- _Task details_:
Only those lines in the data below from the line containing "positive clicks: (411, 249)" through the line containing "rough mask: <svg", both included, should be restated word for word.

[Dataset items]
[Start of Attachment]

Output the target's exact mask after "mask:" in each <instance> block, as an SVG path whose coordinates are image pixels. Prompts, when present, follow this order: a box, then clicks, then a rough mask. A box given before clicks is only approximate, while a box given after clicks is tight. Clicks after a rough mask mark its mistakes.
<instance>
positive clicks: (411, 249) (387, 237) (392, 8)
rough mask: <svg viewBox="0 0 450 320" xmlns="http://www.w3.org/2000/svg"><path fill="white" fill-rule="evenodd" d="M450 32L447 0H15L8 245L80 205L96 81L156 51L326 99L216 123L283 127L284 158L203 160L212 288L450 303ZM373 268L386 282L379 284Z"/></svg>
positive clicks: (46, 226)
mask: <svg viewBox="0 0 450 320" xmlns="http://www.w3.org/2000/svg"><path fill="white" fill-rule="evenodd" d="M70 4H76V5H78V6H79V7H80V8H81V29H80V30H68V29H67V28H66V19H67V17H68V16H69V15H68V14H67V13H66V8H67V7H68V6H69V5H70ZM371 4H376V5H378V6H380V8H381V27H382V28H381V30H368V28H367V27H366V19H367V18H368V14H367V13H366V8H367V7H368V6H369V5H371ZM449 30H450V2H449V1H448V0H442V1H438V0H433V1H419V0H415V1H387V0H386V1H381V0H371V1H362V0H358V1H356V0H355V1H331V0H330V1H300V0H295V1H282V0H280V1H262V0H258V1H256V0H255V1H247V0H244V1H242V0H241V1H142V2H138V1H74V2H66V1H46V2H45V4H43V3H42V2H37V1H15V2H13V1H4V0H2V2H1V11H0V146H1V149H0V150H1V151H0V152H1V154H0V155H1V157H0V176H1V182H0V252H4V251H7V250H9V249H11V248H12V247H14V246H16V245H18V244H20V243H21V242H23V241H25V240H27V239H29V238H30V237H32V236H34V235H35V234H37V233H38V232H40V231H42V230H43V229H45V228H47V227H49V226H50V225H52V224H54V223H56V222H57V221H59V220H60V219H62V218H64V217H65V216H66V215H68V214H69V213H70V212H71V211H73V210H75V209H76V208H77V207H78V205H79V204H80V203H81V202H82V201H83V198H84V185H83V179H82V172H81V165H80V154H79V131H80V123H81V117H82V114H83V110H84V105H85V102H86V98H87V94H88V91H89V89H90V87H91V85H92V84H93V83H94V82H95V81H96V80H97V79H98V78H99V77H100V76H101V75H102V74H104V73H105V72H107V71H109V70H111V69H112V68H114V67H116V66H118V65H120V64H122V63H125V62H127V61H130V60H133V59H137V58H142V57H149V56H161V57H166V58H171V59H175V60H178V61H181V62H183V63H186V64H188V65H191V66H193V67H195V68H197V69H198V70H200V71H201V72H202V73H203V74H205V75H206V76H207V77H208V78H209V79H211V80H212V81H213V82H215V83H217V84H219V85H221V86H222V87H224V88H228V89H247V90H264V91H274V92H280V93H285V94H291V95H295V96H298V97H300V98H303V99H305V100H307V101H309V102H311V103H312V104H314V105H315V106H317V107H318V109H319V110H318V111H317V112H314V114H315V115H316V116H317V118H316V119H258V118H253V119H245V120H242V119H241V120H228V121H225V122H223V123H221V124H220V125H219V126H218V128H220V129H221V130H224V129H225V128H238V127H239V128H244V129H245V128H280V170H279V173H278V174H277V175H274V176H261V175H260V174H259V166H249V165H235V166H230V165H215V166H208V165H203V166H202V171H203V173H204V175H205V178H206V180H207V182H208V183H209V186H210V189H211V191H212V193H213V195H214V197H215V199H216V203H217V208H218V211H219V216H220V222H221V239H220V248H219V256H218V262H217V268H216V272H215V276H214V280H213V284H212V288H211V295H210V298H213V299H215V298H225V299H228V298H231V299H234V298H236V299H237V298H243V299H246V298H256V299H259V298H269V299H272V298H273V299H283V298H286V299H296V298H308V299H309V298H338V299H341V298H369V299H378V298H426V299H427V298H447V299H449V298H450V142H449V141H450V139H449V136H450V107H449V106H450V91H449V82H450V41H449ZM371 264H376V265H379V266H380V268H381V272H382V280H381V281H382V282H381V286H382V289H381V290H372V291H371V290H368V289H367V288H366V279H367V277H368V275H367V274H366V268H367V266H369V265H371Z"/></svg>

[End of Attachment]

- _Solution to the problem_:
positive clicks: (411, 249) (387, 237) (392, 8)
rough mask: <svg viewBox="0 0 450 320" xmlns="http://www.w3.org/2000/svg"><path fill="white" fill-rule="evenodd" d="M450 32L447 0H15L8 245L80 205L96 81L156 51L326 99L216 123L283 127L284 158L203 160L212 288L450 303ZM373 268L386 282L379 284Z"/></svg>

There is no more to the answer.